Data shown:

=-=-=-=-=

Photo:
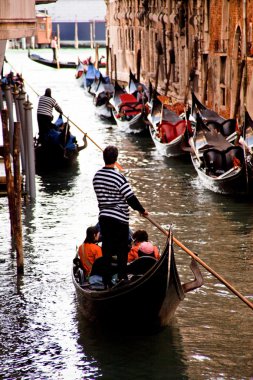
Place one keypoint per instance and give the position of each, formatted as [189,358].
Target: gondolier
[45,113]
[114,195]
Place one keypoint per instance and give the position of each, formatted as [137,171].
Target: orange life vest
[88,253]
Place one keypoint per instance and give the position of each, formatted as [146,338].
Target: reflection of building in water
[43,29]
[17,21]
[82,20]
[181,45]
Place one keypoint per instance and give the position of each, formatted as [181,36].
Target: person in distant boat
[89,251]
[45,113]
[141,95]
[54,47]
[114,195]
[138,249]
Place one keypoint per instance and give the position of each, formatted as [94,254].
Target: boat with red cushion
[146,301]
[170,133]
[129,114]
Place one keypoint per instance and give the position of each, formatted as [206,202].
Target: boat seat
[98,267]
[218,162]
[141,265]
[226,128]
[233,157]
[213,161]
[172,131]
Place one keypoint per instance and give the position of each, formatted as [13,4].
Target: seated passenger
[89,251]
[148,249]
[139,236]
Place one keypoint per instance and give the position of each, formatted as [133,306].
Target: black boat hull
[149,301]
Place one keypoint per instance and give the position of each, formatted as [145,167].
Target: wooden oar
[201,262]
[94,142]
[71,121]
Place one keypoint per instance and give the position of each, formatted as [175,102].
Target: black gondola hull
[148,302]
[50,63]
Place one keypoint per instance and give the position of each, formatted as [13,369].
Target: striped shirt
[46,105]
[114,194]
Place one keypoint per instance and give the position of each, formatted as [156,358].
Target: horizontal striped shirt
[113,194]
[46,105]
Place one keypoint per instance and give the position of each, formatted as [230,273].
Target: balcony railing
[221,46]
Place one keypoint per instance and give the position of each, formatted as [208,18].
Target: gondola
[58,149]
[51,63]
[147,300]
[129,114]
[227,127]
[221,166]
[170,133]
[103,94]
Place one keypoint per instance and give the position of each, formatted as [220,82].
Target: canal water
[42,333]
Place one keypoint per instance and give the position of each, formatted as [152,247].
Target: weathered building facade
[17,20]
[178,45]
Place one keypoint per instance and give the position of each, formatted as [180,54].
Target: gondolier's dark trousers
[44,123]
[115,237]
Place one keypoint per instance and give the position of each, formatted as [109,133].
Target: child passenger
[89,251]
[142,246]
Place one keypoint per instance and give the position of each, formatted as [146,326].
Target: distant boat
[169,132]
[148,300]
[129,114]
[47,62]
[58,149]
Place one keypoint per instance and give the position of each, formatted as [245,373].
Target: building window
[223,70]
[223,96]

=-=-=-=-=

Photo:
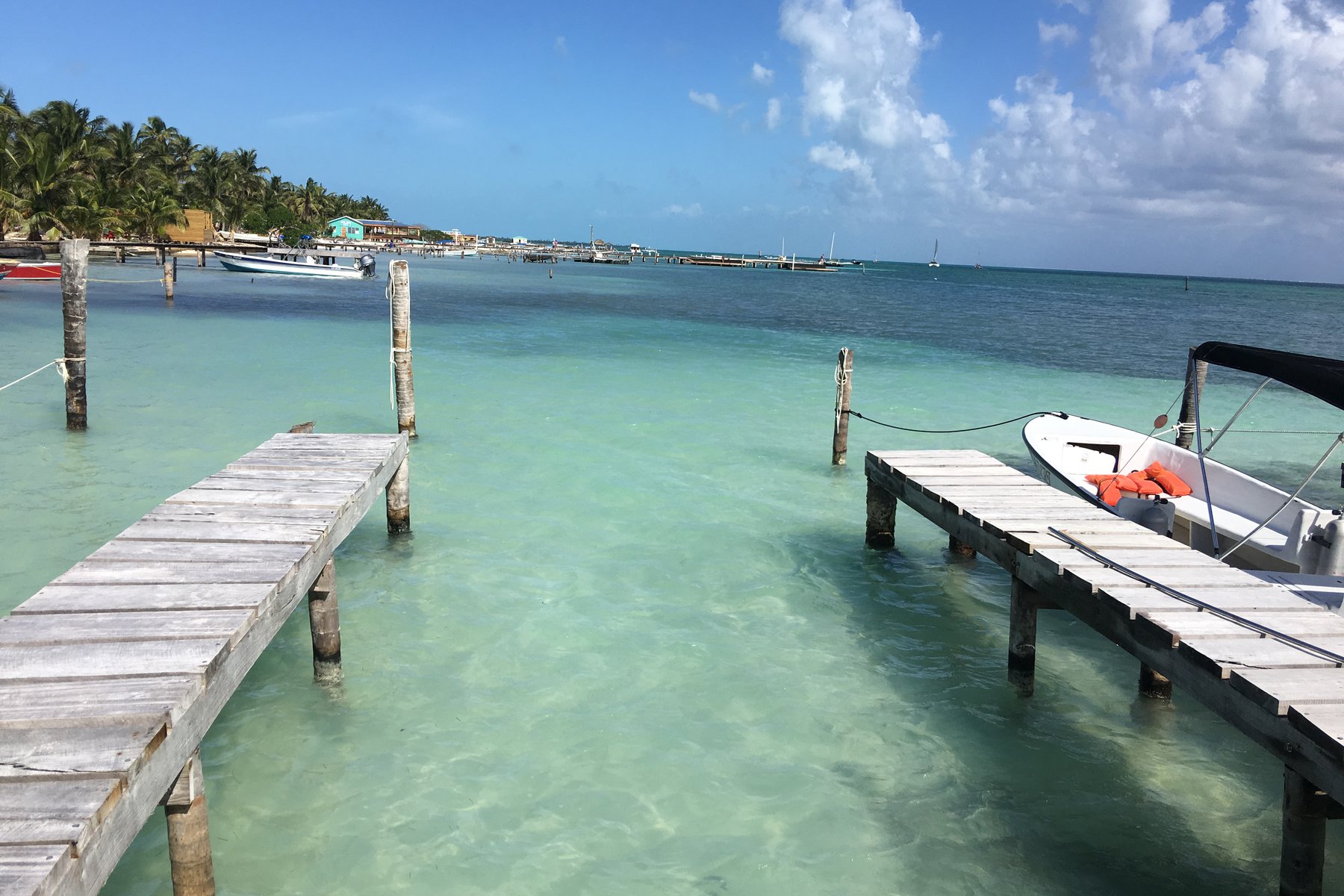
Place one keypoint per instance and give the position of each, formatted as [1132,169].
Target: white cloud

=-=-=-=-=

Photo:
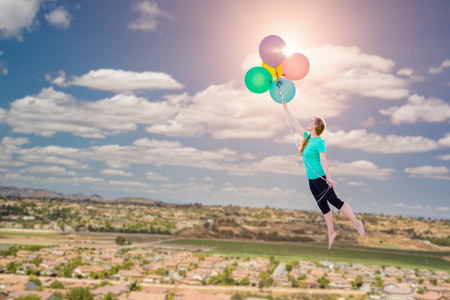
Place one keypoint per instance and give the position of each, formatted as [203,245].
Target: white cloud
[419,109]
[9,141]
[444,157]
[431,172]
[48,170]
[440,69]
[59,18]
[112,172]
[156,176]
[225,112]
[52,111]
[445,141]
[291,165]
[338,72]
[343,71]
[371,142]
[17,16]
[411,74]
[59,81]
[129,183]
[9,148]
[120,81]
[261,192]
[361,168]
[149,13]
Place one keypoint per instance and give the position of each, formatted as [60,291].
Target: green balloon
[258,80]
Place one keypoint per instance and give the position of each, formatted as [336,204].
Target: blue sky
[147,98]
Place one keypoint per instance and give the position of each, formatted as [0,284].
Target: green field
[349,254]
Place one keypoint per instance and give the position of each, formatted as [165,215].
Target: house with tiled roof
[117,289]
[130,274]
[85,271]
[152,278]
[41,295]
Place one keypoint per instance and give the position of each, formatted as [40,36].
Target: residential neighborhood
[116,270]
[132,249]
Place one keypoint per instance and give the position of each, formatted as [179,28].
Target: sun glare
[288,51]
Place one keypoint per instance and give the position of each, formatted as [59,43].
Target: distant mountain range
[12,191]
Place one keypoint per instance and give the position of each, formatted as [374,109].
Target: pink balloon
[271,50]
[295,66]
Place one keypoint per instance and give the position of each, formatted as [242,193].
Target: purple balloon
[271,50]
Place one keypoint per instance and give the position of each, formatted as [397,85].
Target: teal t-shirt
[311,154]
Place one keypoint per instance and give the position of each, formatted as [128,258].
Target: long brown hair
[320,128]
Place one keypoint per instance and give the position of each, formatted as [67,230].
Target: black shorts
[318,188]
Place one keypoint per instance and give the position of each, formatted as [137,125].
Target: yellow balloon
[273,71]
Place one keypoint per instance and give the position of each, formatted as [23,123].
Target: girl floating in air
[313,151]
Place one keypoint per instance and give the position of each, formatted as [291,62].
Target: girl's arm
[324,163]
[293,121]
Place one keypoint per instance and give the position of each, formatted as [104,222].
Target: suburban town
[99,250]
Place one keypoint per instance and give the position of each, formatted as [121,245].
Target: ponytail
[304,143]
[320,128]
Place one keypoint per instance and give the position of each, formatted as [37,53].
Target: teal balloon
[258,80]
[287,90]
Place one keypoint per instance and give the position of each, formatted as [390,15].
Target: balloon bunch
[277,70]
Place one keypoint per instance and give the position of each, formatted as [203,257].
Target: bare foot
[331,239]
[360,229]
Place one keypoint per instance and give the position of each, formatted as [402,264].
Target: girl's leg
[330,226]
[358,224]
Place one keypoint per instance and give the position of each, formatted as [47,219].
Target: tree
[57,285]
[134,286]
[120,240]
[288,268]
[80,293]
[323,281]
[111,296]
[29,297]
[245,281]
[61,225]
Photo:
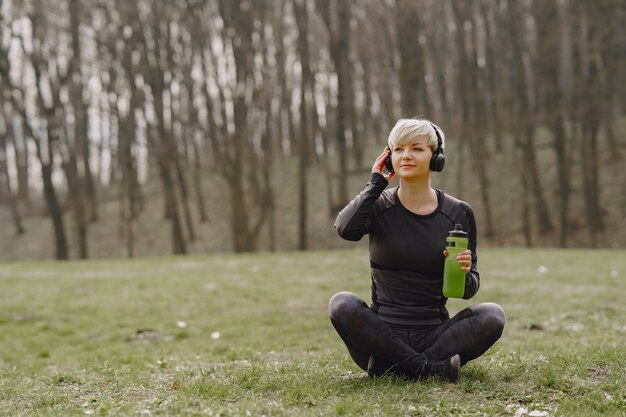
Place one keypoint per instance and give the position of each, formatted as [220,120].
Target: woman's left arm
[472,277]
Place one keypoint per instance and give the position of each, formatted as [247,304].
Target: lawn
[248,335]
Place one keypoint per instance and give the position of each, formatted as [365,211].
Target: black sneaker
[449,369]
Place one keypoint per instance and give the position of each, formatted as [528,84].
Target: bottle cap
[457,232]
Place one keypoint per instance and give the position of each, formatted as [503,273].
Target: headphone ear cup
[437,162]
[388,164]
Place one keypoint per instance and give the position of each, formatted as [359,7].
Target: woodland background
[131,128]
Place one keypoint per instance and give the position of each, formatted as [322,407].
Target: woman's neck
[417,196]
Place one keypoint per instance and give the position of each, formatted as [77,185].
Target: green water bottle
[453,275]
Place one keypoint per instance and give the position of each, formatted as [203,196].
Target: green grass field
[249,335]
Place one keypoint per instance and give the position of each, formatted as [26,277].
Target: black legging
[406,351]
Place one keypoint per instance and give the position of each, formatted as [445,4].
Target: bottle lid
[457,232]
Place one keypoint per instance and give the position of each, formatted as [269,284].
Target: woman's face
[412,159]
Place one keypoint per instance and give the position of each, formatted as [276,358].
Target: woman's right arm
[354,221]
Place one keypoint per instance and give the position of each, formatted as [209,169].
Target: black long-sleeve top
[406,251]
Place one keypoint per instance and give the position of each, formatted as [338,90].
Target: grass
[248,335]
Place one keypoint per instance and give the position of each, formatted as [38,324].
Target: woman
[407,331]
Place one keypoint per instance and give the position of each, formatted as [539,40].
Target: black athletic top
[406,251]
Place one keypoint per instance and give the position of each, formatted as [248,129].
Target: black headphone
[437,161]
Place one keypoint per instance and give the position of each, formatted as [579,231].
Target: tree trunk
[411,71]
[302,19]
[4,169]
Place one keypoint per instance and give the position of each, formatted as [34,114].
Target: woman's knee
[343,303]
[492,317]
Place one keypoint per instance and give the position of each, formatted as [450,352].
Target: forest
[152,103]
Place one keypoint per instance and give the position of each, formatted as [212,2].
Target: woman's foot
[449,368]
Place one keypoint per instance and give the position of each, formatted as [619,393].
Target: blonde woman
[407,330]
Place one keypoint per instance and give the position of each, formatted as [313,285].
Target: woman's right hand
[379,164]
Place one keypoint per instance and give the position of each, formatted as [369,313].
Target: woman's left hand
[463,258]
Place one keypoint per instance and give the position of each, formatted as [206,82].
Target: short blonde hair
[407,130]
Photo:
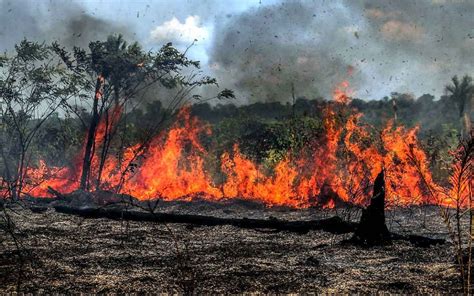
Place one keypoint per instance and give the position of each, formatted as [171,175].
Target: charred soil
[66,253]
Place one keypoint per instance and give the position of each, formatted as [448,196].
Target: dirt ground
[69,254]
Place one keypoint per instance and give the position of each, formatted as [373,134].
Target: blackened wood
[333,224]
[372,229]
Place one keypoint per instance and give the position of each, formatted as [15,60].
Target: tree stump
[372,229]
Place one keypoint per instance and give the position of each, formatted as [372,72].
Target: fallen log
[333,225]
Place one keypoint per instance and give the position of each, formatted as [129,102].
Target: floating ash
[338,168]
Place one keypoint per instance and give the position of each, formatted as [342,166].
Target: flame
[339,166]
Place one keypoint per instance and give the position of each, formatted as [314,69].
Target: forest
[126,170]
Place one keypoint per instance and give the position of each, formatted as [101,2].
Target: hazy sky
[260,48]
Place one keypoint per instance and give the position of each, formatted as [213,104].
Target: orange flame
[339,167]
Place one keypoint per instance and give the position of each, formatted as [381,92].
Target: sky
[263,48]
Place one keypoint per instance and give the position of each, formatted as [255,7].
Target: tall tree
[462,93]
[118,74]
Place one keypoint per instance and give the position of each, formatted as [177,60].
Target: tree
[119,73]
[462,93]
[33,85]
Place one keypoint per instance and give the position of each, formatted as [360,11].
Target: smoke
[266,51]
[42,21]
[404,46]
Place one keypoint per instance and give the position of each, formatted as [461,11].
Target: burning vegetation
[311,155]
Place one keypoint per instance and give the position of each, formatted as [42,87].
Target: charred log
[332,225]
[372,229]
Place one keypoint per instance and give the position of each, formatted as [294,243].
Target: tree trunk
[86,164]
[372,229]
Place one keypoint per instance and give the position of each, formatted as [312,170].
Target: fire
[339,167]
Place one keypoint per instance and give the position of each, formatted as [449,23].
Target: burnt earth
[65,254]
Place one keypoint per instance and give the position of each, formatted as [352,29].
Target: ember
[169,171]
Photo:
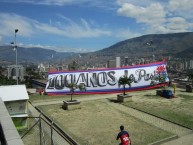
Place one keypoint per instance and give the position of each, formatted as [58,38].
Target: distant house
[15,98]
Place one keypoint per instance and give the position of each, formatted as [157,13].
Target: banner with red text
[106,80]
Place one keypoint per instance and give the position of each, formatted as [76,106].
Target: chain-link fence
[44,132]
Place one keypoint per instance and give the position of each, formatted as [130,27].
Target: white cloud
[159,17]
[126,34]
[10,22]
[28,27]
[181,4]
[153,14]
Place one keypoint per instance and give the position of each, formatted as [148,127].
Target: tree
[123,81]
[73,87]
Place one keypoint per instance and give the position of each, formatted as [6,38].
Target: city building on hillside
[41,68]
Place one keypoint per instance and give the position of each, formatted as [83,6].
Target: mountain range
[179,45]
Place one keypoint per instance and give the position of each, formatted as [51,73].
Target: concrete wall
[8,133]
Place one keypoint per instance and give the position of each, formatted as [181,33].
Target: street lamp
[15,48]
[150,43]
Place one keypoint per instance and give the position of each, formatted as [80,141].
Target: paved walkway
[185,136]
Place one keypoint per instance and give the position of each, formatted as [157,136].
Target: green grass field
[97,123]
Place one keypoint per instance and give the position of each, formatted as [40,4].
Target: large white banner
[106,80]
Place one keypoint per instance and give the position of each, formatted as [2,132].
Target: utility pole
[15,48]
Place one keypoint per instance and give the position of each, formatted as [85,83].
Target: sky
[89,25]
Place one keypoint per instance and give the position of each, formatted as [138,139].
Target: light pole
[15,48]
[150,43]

=-=-=-=-=

Find every line in the rows above that contains the string "woman", matching case exactly, and copy each of those lines in full.

Complete response:
Target: woman's left arm
Target: woman's neck
Target: woman's face
Target: woman's right arm
Target: woman
Target: woman's knee
Target: woman's foot
Target: blonde woman
Target: woman's right hand
Target: woman's left hand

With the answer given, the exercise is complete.